#### ENTRIES SHOWN:
· · · ·
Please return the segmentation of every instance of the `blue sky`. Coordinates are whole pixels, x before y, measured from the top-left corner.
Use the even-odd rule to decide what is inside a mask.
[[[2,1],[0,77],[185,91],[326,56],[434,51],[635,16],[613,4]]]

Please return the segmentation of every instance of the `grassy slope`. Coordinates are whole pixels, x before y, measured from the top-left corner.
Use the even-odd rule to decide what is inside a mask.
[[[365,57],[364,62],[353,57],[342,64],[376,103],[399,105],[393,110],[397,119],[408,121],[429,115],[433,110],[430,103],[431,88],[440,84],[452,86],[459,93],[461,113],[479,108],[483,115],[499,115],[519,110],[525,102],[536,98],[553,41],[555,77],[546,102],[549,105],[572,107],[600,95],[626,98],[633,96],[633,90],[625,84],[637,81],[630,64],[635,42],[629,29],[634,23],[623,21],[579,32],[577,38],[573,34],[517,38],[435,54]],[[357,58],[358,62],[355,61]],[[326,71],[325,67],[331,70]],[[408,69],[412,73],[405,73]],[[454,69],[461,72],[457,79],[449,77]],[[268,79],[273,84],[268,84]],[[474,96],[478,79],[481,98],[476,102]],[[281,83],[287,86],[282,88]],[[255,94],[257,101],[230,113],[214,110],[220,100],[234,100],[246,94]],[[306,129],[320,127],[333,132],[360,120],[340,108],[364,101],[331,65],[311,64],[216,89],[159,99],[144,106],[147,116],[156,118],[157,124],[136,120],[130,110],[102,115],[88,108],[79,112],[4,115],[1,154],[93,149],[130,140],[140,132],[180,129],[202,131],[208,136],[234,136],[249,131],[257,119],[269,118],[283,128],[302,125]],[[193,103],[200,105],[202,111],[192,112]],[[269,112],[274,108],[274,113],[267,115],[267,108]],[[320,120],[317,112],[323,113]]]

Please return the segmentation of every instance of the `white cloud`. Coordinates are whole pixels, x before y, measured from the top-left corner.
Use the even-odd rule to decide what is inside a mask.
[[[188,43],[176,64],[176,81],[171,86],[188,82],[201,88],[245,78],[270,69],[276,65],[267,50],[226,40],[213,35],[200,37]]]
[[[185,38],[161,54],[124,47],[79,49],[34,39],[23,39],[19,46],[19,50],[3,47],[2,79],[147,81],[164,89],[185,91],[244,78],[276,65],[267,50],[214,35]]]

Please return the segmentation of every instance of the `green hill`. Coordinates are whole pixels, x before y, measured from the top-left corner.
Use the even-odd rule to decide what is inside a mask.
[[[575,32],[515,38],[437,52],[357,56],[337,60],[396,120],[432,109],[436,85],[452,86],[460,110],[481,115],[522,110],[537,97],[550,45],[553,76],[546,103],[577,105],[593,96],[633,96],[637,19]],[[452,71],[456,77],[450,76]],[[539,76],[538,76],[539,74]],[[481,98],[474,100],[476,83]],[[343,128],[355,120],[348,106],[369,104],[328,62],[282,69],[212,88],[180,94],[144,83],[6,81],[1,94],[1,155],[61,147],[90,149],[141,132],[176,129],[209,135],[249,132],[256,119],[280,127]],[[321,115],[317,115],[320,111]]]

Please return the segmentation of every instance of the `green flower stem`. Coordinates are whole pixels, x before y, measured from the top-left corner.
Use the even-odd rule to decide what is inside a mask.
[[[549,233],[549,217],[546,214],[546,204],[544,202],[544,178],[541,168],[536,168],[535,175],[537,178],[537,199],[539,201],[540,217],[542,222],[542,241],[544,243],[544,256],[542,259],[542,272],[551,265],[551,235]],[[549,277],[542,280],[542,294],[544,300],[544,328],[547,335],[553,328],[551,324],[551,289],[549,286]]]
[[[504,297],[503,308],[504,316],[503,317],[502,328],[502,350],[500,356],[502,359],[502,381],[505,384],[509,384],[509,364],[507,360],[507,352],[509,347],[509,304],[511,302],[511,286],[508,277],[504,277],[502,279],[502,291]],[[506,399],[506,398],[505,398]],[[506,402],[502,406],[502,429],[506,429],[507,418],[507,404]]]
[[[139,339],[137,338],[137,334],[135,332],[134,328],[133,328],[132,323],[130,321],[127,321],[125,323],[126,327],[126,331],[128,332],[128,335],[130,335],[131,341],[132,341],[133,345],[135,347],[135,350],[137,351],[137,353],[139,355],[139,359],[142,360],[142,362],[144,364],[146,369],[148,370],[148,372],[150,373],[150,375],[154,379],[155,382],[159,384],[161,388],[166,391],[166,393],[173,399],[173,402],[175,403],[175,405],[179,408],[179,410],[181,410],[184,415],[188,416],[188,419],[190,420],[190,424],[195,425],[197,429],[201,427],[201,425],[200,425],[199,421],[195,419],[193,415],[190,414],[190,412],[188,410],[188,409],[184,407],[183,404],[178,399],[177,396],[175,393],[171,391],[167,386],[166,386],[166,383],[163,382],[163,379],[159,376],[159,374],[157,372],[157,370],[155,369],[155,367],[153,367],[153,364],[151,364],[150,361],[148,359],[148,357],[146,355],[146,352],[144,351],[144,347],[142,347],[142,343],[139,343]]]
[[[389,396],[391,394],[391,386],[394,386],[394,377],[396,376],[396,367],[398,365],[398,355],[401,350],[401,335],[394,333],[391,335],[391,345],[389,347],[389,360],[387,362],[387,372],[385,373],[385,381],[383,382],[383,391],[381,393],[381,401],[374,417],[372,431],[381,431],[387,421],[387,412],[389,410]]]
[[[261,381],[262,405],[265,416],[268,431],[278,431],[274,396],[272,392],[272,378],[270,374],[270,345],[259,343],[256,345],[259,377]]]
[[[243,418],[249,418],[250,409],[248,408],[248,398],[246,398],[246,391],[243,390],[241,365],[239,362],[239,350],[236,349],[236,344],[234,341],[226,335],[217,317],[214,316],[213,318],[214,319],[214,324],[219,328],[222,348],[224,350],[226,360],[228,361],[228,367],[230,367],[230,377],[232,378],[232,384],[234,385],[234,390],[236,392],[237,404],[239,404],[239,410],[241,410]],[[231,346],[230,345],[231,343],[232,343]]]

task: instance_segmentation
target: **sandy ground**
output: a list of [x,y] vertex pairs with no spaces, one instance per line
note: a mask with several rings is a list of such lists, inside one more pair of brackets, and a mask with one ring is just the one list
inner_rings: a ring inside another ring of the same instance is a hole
· · · ·
#### WHAT YOU WILL DO:
Please recast all the records above as a numbered list, one line per item, leaving out the blank lines.

#### THE SOLUTION:
1. Please return the segmentation of every instance of the `blue sky`. Coordinates are whole pixels, x before y, measured from the top-left corner.
2. Use the even-odd rule to decide what is inside a mask.
3. [[[2,1],[0,77],[185,91],[326,56],[434,51],[635,16],[613,4]]]
4. Please return the segmentation of every instance of the `grassy slope`. Coordinates are whole pixels, x before y, measured from the top-left corner.
5. Use the even-odd rule to decide what is inside a mask.
6. [[[365,57],[364,62],[353,57],[342,64],[376,103],[399,105],[393,110],[397,119],[408,121],[429,115],[433,110],[430,103],[431,88],[440,84],[452,86],[459,93],[461,113],[479,108],[483,115],[499,115],[519,110],[525,102],[536,98],[553,41],[555,77],[546,102],[549,105],[572,107],[600,95],[626,98],[633,96],[633,90],[625,84],[637,81],[630,64],[635,42],[629,29],[634,23],[623,21],[579,32],[577,38],[573,34],[517,38],[435,54]],[[357,58],[358,62],[355,61]],[[326,71],[325,67],[331,70]],[[408,69],[412,73],[405,73]],[[454,69],[461,72],[457,79],[449,77]],[[268,79],[273,84],[268,84]],[[474,96],[478,79],[481,98],[476,102]],[[281,83],[287,86],[282,88]],[[255,94],[257,101],[230,113],[214,110],[220,100],[234,100],[246,94]],[[306,129],[320,127],[333,132],[360,120],[340,108],[364,101],[331,65],[311,64],[216,89],[159,99],[144,106],[147,116],[156,118],[157,124],[136,120],[130,110],[102,115],[88,108],[79,112],[4,115],[1,154],[93,149],[130,140],[140,132],[180,129],[202,131],[208,136],[234,136],[249,131],[257,119],[269,118],[283,128],[302,125]],[[193,103],[200,105],[202,111],[192,112]],[[269,112],[274,108],[274,113],[267,115],[267,108]],[[320,120],[317,112],[323,113]]]
7. Please return the segmentation of every instance of the `white cloud`. Coordinates are whole pixels, x before y, measured from the top-left corner.
8. Use the even-odd rule to decide what is inside a mask.
9. [[[188,43],[176,64],[176,81],[171,86],[188,82],[201,88],[245,78],[270,69],[276,65],[267,50],[226,40],[213,35],[200,37]]]
10. [[[185,38],[161,54],[124,47],[79,49],[34,39],[23,39],[19,46],[19,50],[3,47],[2,79],[147,81],[164,89],[185,91],[244,78],[276,65],[267,50],[214,35]]]
11. Please return the segmentation of every instance of the `green hill`. Coordinates are whole pixels, x before y, measured from the top-left corner.
12. Use the even-odd rule to decide what is inside a mask.
13. [[[575,32],[515,38],[437,52],[357,56],[337,60],[396,120],[432,109],[436,85],[452,86],[460,110],[481,115],[522,110],[537,97],[550,45],[553,76],[546,103],[577,105],[593,96],[633,96],[637,19]],[[452,71],[456,77],[450,76]],[[539,76],[538,76],[539,74]],[[481,98],[474,100],[476,83]],[[343,128],[355,120],[348,106],[369,104],[328,62],[282,69],[212,88],[180,94],[144,83],[6,81],[1,94],[1,155],[61,147],[90,149],[141,132],[176,129],[209,135],[249,132],[256,119],[280,127]],[[321,115],[317,115],[320,111]]]
14. Please return the segmentation of every instance of the `green flower stem`. Coordinates are whole pixels, x before y, measured from the top-left corner.
15. Use the even-odd rule to decide what is inside a mask.
16. [[[549,233],[549,217],[546,214],[546,204],[544,202],[544,178],[541,168],[536,168],[535,175],[537,178],[537,199],[539,201],[540,217],[542,222],[542,241],[544,243],[544,256],[542,259],[542,272],[551,265],[551,235]],[[549,277],[542,280],[542,294],[544,300],[544,328],[547,335],[553,328],[551,324],[551,289],[549,286]]]
17. [[[504,297],[503,308],[504,316],[503,317],[502,328],[502,350],[500,356],[502,359],[502,381],[505,384],[509,384],[509,364],[507,360],[507,352],[509,347],[509,304],[511,302],[511,286],[508,277],[504,277],[502,279],[502,291]],[[506,399],[506,398],[505,398]],[[506,402],[502,406],[502,429],[506,429],[507,418],[507,404]]]
18. [[[139,339],[137,338],[137,334],[135,332],[134,328],[133,328],[132,323],[130,321],[127,321],[125,323],[126,327],[126,331],[128,332],[128,335],[130,335],[131,341],[132,341],[133,345],[135,347],[135,350],[137,351],[137,353],[139,355],[139,359],[142,360],[142,362],[144,364],[146,369],[148,370],[148,372],[150,373],[150,375],[154,379],[155,382],[159,384],[161,388],[166,391],[166,393],[173,399],[173,402],[175,403],[175,405],[179,408],[179,410],[181,410],[184,415],[188,416],[188,419],[190,420],[190,424],[195,425],[197,429],[201,427],[201,425],[200,425],[199,421],[195,419],[193,415],[190,414],[190,412],[188,410],[188,409],[184,407],[183,404],[178,399],[177,396],[175,393],[171,391],[167,386],[166,386],[166,383],[163,382],[163,379],[159,376],[159,374],[157,372],[157,370],[155,369],[155,367],[153,367],[153,364],[151,364],[150,361],[148,359],[148,357],[146,355],[146,352],[144,351],[144,347],[142,347],[142,343],[139,343]]]
19. [[[389,396],[391,394],[391,386],[394,386],[394,377],[396,376],[396,367],[398,365],[398,355],[401,350],[401,335],[394,333],[391,335],[391,345],[389,347],[389,360],[387,362],[387,372],[385,373],[385,381],[383,382],[383,391],[381,393],[381,401],[374,417],[372,431],[381,431],[387,421],[387,412],[389,410]]]
20. [[[261,381],[262,405],[265,416],[268,431],[278,431],[274,396],[272,392],[272,378],[270,374],[270,345],[259,343],[256,345],[259,377]]]
21. [[[243,418],[249,418],[250,409],[248,408],[248,398],[246,398],[246,391],[243,390],[241,365],[239,362],[239,350],[236,349],[236,344],[234,341],[226,335],[217,317],[214,316],[213,318],[214,319],[214,324],[219,328],[222,348],[224,350],[226,360],[228,361],[228,367],[230,367],[230,377],[232,378],[232,384],[234,385],[234,390],[236,392],[237,404],[239,404],[239,410],[241,410]],[[231,346],[230,345],[231,343],[232,343]]]
22. task: instance_segmentation
23. target: **sandy ground**
24. output: a list of [x,y] vertex pairs with no spaces, one instance per line
25. note: a mask with several rings is a list of such lists, inside one more pair of brackets, and a mask with one ring is just the one list
26. inner_rings: a ring inside another ring of the same instance is a hole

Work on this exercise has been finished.